START Supplied records

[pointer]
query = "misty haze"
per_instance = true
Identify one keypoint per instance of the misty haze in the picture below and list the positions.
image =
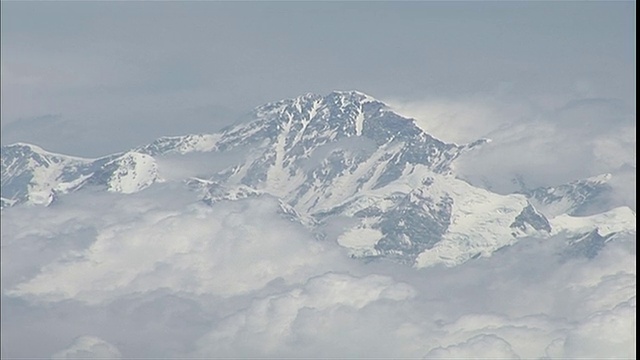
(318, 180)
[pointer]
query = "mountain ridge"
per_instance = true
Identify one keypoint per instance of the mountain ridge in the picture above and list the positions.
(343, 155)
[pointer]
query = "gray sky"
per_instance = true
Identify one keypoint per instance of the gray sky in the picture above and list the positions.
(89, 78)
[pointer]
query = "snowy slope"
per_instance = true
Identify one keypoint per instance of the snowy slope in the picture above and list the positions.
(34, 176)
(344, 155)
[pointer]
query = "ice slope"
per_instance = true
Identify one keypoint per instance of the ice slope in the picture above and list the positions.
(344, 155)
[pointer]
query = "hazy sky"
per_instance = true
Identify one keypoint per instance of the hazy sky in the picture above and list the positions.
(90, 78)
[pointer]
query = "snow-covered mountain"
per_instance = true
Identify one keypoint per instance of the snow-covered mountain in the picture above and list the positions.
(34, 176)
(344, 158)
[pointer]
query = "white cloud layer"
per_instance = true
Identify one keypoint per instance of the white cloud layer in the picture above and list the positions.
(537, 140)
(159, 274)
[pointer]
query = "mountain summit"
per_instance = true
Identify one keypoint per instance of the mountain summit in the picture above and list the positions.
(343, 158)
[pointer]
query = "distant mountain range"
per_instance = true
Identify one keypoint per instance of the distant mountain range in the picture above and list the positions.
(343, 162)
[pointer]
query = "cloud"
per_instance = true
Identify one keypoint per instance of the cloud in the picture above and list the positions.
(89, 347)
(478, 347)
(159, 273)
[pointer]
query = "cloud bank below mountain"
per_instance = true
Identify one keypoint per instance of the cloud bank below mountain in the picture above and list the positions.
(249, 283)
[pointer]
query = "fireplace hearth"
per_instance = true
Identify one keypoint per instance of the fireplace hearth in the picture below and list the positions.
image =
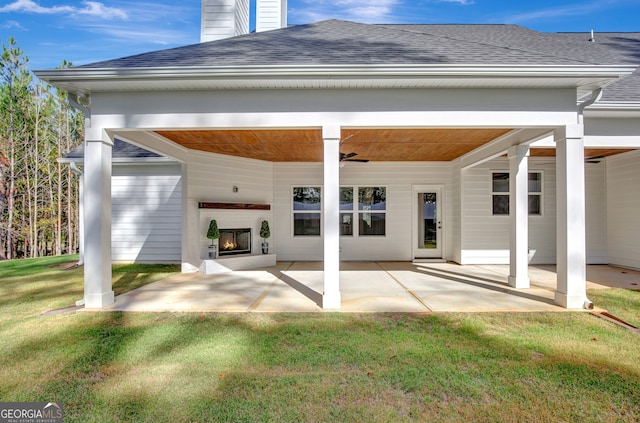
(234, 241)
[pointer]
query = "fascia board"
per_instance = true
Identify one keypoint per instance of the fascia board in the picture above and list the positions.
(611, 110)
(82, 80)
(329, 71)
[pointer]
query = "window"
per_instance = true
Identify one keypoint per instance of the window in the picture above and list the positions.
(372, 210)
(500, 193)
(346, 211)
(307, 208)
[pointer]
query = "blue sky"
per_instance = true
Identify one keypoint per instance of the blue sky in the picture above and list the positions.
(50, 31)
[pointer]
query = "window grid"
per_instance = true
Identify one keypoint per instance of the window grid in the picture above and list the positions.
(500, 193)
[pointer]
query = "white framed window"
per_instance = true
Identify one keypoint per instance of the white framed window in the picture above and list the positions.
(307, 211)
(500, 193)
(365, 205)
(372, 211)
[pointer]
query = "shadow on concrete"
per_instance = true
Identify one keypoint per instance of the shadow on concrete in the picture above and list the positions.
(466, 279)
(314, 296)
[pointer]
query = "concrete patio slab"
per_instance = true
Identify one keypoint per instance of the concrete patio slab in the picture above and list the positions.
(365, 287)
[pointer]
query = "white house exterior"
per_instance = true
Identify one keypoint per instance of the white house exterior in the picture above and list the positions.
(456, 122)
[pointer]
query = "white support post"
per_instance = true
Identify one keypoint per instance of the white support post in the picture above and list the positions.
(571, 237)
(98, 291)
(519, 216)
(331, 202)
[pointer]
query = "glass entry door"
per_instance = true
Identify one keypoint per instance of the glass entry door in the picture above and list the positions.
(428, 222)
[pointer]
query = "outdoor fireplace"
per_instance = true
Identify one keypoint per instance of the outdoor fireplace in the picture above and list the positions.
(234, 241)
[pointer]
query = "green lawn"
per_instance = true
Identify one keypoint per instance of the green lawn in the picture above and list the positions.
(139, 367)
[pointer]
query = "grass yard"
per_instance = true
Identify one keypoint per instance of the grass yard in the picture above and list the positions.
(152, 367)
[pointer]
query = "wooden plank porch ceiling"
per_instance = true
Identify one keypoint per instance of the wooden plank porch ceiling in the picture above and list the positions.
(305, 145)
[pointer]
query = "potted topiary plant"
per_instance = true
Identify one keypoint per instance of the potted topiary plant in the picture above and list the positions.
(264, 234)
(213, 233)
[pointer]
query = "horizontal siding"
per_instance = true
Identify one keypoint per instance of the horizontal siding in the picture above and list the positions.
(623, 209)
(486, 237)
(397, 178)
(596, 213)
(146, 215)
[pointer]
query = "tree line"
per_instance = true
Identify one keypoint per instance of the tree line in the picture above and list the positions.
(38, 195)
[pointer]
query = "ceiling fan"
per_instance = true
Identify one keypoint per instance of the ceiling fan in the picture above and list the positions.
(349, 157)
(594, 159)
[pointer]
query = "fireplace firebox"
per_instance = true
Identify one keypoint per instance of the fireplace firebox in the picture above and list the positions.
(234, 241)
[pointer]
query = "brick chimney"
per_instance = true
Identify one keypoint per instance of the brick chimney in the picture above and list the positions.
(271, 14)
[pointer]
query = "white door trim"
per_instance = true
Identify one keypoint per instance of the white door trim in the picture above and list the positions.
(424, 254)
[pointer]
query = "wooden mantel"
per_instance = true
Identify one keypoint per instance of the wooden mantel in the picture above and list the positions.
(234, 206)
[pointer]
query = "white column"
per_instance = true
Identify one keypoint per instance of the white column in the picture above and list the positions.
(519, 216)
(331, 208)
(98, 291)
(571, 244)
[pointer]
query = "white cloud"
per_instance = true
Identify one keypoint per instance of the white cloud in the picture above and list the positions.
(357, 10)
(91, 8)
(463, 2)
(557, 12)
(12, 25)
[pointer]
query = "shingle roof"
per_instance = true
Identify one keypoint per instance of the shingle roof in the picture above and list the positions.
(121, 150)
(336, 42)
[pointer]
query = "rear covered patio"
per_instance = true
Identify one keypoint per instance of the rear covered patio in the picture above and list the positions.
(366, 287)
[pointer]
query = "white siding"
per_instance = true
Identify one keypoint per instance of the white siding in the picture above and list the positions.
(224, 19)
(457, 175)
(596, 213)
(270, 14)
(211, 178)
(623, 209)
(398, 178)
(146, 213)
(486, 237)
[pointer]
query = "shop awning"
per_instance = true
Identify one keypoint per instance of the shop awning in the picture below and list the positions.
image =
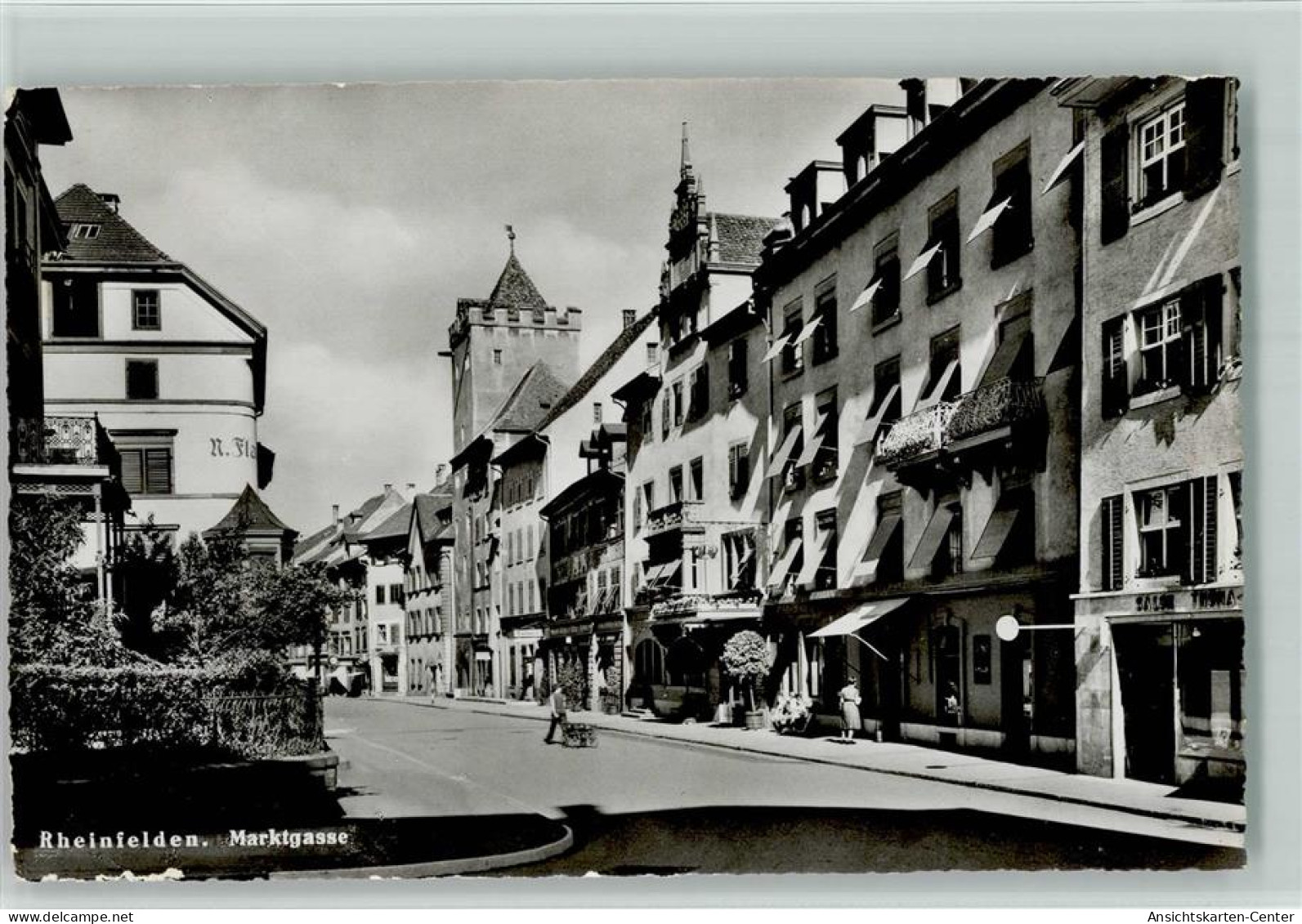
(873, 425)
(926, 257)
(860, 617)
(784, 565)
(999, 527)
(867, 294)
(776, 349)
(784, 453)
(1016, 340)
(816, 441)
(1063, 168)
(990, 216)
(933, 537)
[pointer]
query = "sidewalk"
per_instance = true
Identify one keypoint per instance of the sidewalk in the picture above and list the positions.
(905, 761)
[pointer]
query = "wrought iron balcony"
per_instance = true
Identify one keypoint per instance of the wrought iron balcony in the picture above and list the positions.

END Supplied records

### Work instructions
Wherever the string "iron" appears in a line above, copy that line.

### Response area
query = "wrought iron balcony"
Identify one keypoint per instance of the wrought iron balcony in the picture above and list the positions.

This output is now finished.